Meskipun pembahasan RUU Advokat sudah resmi berakhir, namun Perhimpunan Advokat Indonesia (PERADI) menyatakan akan tetap waspada. Ketua DPC PERADI Jakarta Pusat, Jamaslin James Purba mengatakan PERADI akan terus memantau perkembangan di DPR. Menurut dia, kemungkinan RUU Advokat masuk lagi dalam daftar legislasi DPR bukan suatu hal yang mustahil.
“PERADI akan tetap alert (waspada), karena sewaktu-waktu RUU Advokat bisa saja dimasukkan lagi ke DPR, makanya kita tidak mau kecolongan lagi,” ujar James ditemui di sela-sela acara diskusi informasl DPC PERADI Jakarta Pusat di Jakarta, Rabu malam (8/10).
James menegaskan bahwa PERADI akan konsisten menolak UU Nomor 18 Tahun 2003tentang Advokat diganti jika undang-undang penggantinya justru memperlemah peran dan keberadaan advokat. Menurut dia, UU Advokat yang baru seharusnya menjadikan profesi advokat lebih baik, bukan sebaliknya.

### Daftar Tugas:
A. Dalam teks tentang RUU Advokat, siapa yang menjabat Ketua DPC PERADI Jakarta Pusat?
B. Tentukan apakah setiap pernyataan berikut sesuai dengan teks tentang RUU Advokat, lalu kutip kata-kata penentunya: (i) Pembahasan RUU Advokat sudah resmi berakhir. (ii) Menurut James, RUU Advokat tidak mungkin lagi masuk daftar legislasi DPR. (iii) James ditemui pada Rabu malam (8/10).

### Daftar Data:
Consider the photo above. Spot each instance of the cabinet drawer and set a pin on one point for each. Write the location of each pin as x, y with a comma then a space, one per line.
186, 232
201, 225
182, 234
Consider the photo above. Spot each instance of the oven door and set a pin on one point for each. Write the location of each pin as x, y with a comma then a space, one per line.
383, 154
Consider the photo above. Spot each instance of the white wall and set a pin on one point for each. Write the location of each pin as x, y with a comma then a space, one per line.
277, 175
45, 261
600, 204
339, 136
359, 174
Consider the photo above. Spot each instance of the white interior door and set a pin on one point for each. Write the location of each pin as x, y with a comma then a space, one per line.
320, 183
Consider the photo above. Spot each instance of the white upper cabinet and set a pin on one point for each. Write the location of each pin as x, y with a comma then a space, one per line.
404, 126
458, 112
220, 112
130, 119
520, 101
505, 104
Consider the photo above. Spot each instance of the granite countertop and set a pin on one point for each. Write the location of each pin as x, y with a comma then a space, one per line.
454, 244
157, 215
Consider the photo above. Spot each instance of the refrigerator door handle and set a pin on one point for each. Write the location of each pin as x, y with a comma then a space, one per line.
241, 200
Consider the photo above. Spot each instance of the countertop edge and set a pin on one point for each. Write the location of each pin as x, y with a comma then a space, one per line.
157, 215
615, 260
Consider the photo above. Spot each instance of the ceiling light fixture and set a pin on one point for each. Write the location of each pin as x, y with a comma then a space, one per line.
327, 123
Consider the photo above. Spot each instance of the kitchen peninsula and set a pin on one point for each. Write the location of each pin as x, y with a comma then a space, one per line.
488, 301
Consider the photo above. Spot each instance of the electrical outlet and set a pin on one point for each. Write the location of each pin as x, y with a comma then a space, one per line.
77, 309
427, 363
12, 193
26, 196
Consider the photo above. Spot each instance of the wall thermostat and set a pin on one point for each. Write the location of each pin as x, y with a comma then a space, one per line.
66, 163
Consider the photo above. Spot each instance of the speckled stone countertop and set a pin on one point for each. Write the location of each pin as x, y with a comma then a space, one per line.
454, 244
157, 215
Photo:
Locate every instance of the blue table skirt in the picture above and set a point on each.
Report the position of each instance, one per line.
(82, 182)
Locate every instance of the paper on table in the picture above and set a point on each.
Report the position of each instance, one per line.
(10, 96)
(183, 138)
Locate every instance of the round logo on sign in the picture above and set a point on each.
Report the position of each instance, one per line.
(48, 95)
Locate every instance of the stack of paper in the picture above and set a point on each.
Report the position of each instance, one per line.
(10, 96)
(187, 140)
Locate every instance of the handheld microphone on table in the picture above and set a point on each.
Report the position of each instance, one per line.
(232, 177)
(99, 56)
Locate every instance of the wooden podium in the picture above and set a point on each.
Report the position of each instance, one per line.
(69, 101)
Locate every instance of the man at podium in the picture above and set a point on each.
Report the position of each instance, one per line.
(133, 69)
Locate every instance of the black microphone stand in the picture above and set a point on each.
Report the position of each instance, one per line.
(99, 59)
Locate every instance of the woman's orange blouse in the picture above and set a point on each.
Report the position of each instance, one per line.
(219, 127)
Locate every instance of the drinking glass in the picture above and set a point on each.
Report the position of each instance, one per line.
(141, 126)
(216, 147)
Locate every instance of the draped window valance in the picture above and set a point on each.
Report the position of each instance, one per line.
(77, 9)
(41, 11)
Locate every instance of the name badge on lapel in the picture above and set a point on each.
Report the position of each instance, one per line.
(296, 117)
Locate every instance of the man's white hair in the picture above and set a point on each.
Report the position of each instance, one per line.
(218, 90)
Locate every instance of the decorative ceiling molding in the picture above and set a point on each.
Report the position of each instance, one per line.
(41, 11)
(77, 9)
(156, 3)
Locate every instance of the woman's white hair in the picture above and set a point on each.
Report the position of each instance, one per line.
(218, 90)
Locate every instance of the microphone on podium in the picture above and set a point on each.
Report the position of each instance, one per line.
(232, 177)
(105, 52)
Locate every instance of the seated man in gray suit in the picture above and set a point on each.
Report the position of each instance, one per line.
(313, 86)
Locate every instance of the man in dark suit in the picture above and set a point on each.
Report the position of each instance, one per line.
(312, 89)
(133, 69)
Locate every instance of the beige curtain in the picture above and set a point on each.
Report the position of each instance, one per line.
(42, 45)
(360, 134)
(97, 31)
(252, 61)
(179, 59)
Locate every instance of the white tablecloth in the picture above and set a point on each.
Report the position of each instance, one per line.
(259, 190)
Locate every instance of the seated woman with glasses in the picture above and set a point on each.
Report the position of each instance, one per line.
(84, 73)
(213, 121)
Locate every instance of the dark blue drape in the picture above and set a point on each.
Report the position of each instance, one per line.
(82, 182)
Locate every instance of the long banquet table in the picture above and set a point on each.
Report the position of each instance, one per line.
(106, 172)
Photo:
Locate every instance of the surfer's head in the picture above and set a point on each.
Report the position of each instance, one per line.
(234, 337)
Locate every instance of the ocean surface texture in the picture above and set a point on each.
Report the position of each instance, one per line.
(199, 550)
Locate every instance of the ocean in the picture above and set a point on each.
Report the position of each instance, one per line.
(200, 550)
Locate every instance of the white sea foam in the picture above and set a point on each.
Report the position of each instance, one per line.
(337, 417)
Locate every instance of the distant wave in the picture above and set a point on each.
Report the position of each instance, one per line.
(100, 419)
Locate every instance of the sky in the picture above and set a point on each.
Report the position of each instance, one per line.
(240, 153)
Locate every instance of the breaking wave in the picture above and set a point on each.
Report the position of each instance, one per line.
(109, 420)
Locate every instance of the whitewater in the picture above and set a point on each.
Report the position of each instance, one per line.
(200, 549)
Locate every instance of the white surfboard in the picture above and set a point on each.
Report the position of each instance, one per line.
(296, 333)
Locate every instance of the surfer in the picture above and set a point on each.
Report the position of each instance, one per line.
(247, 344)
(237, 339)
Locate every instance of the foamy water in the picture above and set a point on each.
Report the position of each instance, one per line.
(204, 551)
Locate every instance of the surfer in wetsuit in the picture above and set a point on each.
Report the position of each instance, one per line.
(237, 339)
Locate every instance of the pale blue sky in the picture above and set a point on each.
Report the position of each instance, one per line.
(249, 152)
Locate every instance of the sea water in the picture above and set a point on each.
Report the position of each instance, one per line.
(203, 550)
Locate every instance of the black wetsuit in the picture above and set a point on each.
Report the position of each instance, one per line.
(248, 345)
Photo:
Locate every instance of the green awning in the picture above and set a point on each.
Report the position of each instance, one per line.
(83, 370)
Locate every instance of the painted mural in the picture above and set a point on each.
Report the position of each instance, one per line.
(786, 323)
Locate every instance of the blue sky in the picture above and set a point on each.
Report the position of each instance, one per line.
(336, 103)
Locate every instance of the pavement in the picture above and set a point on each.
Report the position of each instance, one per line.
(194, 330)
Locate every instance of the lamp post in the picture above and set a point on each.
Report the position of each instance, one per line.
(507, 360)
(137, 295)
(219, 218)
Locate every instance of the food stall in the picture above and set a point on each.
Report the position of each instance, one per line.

### Daftar Jawaban:
A. Jamaslin James Purba.

B.
(i) Ya. Kutipan penentunya: "pembahasan RUU Advokat sudah resmi berakhir".
(ii) Tidak. Kutipan penentunya: "bukan suatu hal yang mustahil".
(iii) Ya. Kutipan penentunya: "Rabu malam (8/10)".